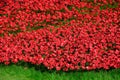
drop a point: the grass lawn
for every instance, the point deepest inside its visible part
(14, 72)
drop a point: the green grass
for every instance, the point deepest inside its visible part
(14, 72)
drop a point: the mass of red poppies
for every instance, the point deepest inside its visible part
(61, 34)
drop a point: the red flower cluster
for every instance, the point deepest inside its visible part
(89, 41)
(22, 15)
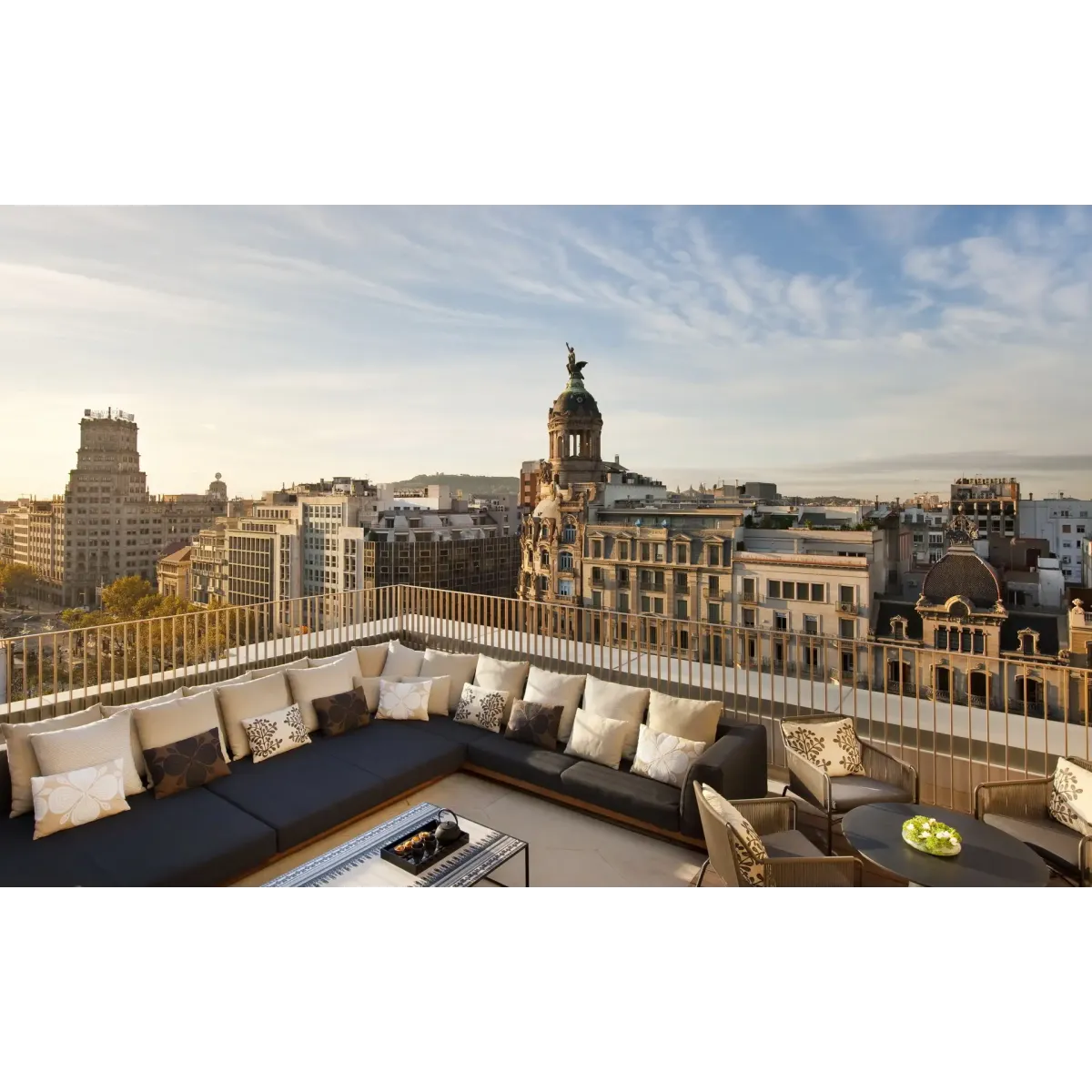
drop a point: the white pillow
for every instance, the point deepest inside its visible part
(94, 743)
(276, 733)
(239, 702)
(685, 718)
(507, 675)
(551, 688)
(402, 661)
(598, 738)
(403, 702)
(371, 660)
(664, 758)
(319, 682)
(438, 693)
(621, 703)
(480, 708)
(459, 666)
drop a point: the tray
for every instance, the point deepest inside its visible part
(418, 866)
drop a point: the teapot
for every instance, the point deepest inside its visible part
(447, 830)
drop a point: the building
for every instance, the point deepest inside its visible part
(173, 573)
(1065, 523)
(992, 503)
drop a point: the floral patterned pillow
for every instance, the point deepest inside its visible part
(663, 757)
(1071, 796)
(480, 707)
(187, 763)
(64, 801)
(276, 733)
(831, 745)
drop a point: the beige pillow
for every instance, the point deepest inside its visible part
(403, 702)
(370, 688)
(319, 682)
(243, 700)
(620, 703)
(22, 763)
(683, 718)
(598, 738)
(261, 672)
(372, 659)
(438, 693)
(551, 688)
(93, 743)
(459, 666)
(507, 675)
(64, 801)
(173, 721)
(401, 661)
(831, 745)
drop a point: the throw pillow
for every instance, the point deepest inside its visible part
(683, 716)
(240, 702)
(93, 743)
(403, 702)
(370, 688)
(751, 852)
(402, 661)
(342, 713)
(22, 764)
(186, 763)
(1070, 801)
(458, 666)
(480, 707)
(664, 758)
(598, 738)
(551, 688)
(507, 675)
(276, 733)
(532, 723)
(831, 745)
(181, 719)
(318, 682)
(371, 659)
(621, 703)
(440, 693)
(63, 801)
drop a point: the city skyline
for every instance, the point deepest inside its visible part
(833, 350)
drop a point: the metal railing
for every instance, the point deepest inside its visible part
(955, 743)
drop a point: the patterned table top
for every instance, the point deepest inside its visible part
(358, 863)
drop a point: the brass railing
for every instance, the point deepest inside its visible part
(955, 743)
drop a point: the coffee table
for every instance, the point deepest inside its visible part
(989, 856)
(358, 863)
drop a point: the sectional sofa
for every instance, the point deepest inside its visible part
(218, 833)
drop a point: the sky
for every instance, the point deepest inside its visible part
(831, 349)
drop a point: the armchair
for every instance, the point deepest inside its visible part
(885, 779)
(792, 861)
(1021, 808)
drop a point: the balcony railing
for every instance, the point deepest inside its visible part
(954, 749)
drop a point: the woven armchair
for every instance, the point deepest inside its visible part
(1020, 808)
(885, 780)
(793, 861)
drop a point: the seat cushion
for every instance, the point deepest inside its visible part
(623, 793)
(402, 759)
(303, 793)
(1052, 840)
(854, 791)
(522, 762)
(194, 839)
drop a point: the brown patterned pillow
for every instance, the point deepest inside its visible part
(188, 763)
(342, 713)
(533, 723)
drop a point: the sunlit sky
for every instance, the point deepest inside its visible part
(856, 350)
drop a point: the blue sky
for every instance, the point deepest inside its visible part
(851, 349)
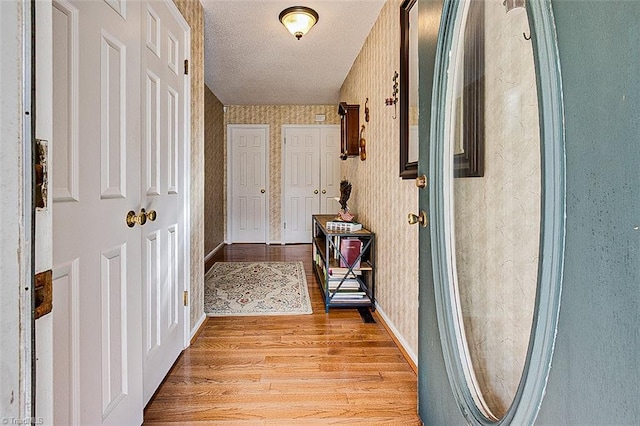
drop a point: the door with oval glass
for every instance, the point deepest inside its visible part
(492, 252)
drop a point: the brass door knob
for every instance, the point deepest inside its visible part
(420, 218)
(421, 181)
(140, 218)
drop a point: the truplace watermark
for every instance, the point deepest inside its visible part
(21, 421)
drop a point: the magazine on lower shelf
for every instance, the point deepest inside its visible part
(347, 284)
(350, 295)
(343, 226)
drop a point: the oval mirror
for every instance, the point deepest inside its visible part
(497, 216)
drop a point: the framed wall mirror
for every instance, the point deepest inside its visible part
(498, 239)
(409, 89)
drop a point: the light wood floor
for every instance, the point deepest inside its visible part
(307, 369)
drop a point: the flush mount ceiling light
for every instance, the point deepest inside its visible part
(513, 4)
(298, 20)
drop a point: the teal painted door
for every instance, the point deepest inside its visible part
(595, 372)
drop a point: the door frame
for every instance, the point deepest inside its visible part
(228, 172)
(186, 207)
(16, 207)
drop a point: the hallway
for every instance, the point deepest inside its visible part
(310, 369)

**Exercise prompt**
Render every line of the material above as a numbered list, omitting blank lines. Leave the pictures out of the answer.

**The output**
1. drop a point: the grass lawn
2. for every instance, the point deepest inside its visible part
3. (14, 72)
4. drop a point: the green grass
5. for every instance, the point deepest inside its visible part
6. (14, 72)
7. drop a point: the mass of red poppies
8. for every instance, the point deepest inside its visible part
9. (61, 34)
10. drop a point: the red flower cluster
11. for every instance, the point deepest inside its visible part
12. (89, 41)
13. (22, 15)
14. drop a point: the white pillow
15. for every instance, the point deepest inside its visible part
16. (94, 743)
17. (276, 733)
18. (239, 702)
19. (685, 718)
20. (507, 675)
21. (551, 688)
22. (402, 661)
23. (598, 738)
24. (403, 702)
25. (371, 660)
26. (664, 758)
27. (319, 682)
28. (438, 693)
29. (621, 703)
30. (480, 708)
31. (459, 666)
32. drop a point: the tray
33. for every instance, the point deepest inside its visible part
34. (418, 866)
35. drop a point: the teapot
36. for every instance, the point deepest inside its visible part
37. (447, 830)
38. drop a point: the building
39. for every instance, the point deepest inside its visible part
40. (173, 573)
41. (1065, 523)
42. (992, 503)
43. drop a point: the floral patterned pillow
44. for every instance, the point deepest inside its visible part
45. (663, 757)
46. (1071, 796)
47. (480, 707)
48. (187, 763)
49. (64, 801)
50. (276, 733)
51. (831, 745)
52. drop a point: the beige pillow
53. for every instance, the point deepest inside its visible part
54. (403, 702)
55. (370, 688)
56. (319, 682)
57. (243, 700)
58. (620, 703)
59. (22, 763)
60. (683, 718)
61. (598, 738)
62. (261, 672)
63. (372, 659)
64. (438, 693)
65. (551, 688)
66. (93, 743)
67. (459, 666)
68. (507, 675)
69. (64, 801)
70. (173, 721)
71. (401, 661)
72. (831, 745)
73. drop a point: the throw pillow
74. for every instance, the point deepest inside its visible part
75. (683, 716)
76. (240, 702)
77. (93, 743)
78. (403, 702)
79. (370, 688)
80. (751, 852)
81. (402, 661)
82. (342, 713)
83. (22, 764)
84. (186, 763)
85. (1070, 801)
86. (458, 666)
87. (480, 707)
88. (664, 758)
89. (598, 738)
90. (551, 688)
91. (507, 675)
92. (276, 733)
93. (532, 723)
94. (831, 745)
95. (181, 719)
96. (318, 682)
97. (371, 659)
98. (621, 703)
99. (440, 693)
100. (63, 801)
101. drop a point: the city skyline
102. for every instance, the point deepest inside its visible part
103. (833, 350)
104. drop a point: the metal railing
105. for every instance, the point deepest inside its visible part
106. (955, 743)
107. drop a point: the patterned table top
108. for every instance, the point deepest inside its visible part
109. (358, 863)
110. drop a point: the brass railing
111. for every instance, the point deepest inside its visible part
112. (955, 743)
113. drop a point: the coffee table
114. for every instance, the point deepest inside its visible part
115. (989, 856)
116. (358, 863)
117. drop a point: the sectional sofa
118. for every instance, the point deepest inside its visible part
119. (218, 833)
120. drop a point: the sky
121. for every instance, the point deepest inside its visible part
122. (831, 349)
123. drop a point: the armchair
124. for every instance, the point deepest inside its visible part
125. (885, 779)
126. (792, 861)
127. (1021, 808)
128. drop a point: the balcony railing
129. for every instance, the point deepest inside its visible part
130. (954, 749)
131. drop a point: the woven armchair
132. for every instance, the point deepest inside its visible part
133. (1020, 808)
134. (885, 780)
135. (793, 861)
136. drop a point: the seat cushion
137. for every instance, the point deepest inside its visible part
138. (623, 793)
139. (402, 759)
140. (303, 793)
141. (1052, 840)
142. (854, 791)
143. (522, 762)
144. (194, 839)
145. drop a point: the brown patterned pillow
146. for every instance, the point deepest inside its visible part
147. (188, 763)
148. (342, 713)
149. (533, 723)
150. drop a point: the sunlit sky
151. for every instance, the point deepest inside its visible part
152. (856, 350)
153. drop a point: the blue sky
154. for every instance, the point deepest inside its visible part
155. (851, 349)
156. drop a point: the door with oval glass
157. for every instance, the point deepest inside its visible part
158. (492, 252)
159. drop a point: the brass door knob
160. for every instance, the point deepest inside its visible part
161. (420, 218)
162. (421, 181)
163. (140, 218)
164. drop a point: the truplace watermark
165. for every instance, the point deepest inside its visible part
166. (21, 421)
167. drop a point: the magazine on lower shelf
168. for every instance, the point deepest inside its visible part
169. (347, 284)
170. (350, 295)
171. (343, 226)
172. drop a point: the oval mirror
173. for every instance, the point deepest inside its visible part
174. (497, 216)
175. drop a point: the framed wall mirror
176. for every instance, the point deepest inside its visible part
177. (498, 239)
178. (409, 89)
179. drop a point: the light wood floor
180. for every instance, the point deepest inside its visible part
181. (307, 369)
182. drop a point: the flush mount ceiling light
183. for every instance, the point deepest inside its visible part
184. (513, 4)
185. (298, 20)
186. drop a point: the teal painted door
187. for every instance, the point deepest inside its visible part
188. (595, 372)
189. drop a point: the door frame
190. for every instance, the point deepest inside its visible part
191. (228, 172)
192. (186, 207)
193. (16, 207)
194. drop a point: the hallway
195. for every instance, the point deepest inside its visible part
196. (310, 369)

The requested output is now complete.